TASK DIRECTIONS — Report every line in the listing that contains the string "plant".
START DATASET CONTENT
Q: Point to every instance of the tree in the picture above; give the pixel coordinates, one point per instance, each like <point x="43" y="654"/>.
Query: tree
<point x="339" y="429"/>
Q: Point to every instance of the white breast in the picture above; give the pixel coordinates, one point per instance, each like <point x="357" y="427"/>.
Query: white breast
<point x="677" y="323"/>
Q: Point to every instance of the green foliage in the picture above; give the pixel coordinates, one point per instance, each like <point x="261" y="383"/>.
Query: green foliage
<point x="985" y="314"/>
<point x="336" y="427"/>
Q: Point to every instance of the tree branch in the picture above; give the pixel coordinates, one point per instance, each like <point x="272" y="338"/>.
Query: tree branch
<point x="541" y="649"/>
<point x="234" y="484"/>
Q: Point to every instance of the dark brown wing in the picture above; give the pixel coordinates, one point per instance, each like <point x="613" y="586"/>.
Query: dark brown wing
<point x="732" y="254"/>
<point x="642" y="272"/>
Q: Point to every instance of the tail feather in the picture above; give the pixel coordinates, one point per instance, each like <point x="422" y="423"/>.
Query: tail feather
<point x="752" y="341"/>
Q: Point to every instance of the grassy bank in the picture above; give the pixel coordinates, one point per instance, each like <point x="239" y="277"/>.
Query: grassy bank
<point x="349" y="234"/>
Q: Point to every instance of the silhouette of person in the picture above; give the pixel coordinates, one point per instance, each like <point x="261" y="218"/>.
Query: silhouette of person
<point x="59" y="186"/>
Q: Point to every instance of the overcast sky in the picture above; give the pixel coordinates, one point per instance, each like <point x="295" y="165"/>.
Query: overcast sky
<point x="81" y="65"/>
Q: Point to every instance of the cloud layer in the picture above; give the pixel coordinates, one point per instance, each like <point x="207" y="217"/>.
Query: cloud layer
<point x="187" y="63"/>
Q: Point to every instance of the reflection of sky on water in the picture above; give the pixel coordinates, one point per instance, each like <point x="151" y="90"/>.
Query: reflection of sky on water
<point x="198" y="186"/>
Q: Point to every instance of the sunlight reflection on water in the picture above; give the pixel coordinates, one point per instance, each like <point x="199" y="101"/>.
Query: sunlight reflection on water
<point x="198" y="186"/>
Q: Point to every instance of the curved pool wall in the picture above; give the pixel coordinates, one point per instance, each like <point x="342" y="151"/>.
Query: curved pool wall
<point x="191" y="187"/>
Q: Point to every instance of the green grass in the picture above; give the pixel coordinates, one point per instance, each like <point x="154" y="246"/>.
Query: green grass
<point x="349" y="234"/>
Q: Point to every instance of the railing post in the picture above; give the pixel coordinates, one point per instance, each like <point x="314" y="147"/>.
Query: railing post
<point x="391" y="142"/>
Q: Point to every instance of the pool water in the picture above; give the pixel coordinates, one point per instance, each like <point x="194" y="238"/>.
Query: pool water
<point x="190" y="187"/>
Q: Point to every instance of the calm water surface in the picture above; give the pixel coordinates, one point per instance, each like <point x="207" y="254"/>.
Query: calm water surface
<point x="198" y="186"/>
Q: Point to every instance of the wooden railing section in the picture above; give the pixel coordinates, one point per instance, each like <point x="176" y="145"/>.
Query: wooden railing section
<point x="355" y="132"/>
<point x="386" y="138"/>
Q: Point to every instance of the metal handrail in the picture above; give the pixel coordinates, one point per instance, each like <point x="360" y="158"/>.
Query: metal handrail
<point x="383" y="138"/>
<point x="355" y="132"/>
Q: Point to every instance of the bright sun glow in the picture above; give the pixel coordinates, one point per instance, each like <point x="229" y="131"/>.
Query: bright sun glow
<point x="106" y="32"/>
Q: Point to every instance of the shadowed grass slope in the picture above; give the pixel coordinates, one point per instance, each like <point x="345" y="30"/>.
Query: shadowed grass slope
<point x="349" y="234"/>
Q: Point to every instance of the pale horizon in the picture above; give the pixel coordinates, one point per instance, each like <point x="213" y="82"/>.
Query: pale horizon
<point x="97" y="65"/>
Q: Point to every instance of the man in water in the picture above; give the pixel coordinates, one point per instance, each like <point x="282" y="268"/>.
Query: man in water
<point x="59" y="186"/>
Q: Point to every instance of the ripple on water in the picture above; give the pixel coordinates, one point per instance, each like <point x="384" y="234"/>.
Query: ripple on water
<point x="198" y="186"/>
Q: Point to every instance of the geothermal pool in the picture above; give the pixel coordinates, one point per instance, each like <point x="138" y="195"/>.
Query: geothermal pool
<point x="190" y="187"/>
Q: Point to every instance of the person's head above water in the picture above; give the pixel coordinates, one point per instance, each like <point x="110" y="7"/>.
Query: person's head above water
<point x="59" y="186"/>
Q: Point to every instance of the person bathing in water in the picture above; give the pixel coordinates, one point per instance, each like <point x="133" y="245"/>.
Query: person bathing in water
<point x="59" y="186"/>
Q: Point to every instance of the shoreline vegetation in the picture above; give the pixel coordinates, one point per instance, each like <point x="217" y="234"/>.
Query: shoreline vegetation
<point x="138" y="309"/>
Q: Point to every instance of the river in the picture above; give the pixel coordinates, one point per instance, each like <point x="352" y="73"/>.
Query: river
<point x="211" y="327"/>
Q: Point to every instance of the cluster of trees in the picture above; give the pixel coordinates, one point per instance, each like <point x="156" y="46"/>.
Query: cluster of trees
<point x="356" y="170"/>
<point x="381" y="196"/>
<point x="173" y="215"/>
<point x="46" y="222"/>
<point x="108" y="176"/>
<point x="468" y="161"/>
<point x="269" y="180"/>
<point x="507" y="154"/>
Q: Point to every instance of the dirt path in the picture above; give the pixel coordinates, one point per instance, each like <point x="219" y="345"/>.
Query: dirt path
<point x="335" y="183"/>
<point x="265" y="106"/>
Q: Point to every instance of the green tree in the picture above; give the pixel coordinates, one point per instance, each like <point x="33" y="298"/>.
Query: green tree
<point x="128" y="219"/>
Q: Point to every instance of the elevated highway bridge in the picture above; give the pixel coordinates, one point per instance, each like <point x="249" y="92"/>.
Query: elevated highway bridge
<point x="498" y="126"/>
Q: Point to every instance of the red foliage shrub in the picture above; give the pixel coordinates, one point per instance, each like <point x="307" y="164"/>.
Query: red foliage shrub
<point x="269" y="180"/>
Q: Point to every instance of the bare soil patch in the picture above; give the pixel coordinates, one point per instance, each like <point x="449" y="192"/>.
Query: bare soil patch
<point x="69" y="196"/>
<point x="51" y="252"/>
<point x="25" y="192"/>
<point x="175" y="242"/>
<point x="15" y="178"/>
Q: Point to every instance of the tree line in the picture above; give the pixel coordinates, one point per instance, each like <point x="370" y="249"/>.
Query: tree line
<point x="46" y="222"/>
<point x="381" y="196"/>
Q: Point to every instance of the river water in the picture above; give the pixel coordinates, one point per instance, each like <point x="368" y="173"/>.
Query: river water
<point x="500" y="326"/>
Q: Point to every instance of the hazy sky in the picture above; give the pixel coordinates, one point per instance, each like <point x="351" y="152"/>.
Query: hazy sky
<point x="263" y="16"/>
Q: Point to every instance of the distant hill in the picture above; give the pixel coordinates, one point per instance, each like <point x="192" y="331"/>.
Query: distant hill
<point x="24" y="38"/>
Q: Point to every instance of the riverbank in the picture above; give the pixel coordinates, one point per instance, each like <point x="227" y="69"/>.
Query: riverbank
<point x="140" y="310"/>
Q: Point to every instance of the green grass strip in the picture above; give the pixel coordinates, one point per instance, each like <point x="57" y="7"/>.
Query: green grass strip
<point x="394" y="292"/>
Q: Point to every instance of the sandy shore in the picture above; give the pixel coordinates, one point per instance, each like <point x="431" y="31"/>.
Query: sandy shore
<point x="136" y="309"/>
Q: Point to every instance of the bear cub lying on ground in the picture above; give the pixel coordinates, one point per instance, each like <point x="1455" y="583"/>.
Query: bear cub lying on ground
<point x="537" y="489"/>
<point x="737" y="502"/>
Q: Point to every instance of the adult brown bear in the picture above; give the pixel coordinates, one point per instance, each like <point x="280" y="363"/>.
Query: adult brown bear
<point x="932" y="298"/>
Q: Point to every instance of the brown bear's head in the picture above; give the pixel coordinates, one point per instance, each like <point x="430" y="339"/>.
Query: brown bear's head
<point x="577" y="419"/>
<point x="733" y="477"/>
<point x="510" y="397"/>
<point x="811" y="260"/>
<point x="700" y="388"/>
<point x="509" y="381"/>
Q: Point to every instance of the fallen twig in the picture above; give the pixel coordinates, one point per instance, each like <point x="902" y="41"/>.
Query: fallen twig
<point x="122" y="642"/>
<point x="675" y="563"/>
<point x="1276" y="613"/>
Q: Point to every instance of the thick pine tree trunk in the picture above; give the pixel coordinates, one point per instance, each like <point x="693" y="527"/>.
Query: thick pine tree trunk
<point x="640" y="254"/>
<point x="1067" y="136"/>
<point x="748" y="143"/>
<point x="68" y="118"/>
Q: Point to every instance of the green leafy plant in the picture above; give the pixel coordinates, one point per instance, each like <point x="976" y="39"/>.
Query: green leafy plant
END DATASET CONTENT
RESULT OF THE EXERCISE —
Q: Point to every instance of the green leafy plant in the picture above; give the pixel coordinates, one point per instance, each like <point x="976" y="39"/>.
Query: green leafy plant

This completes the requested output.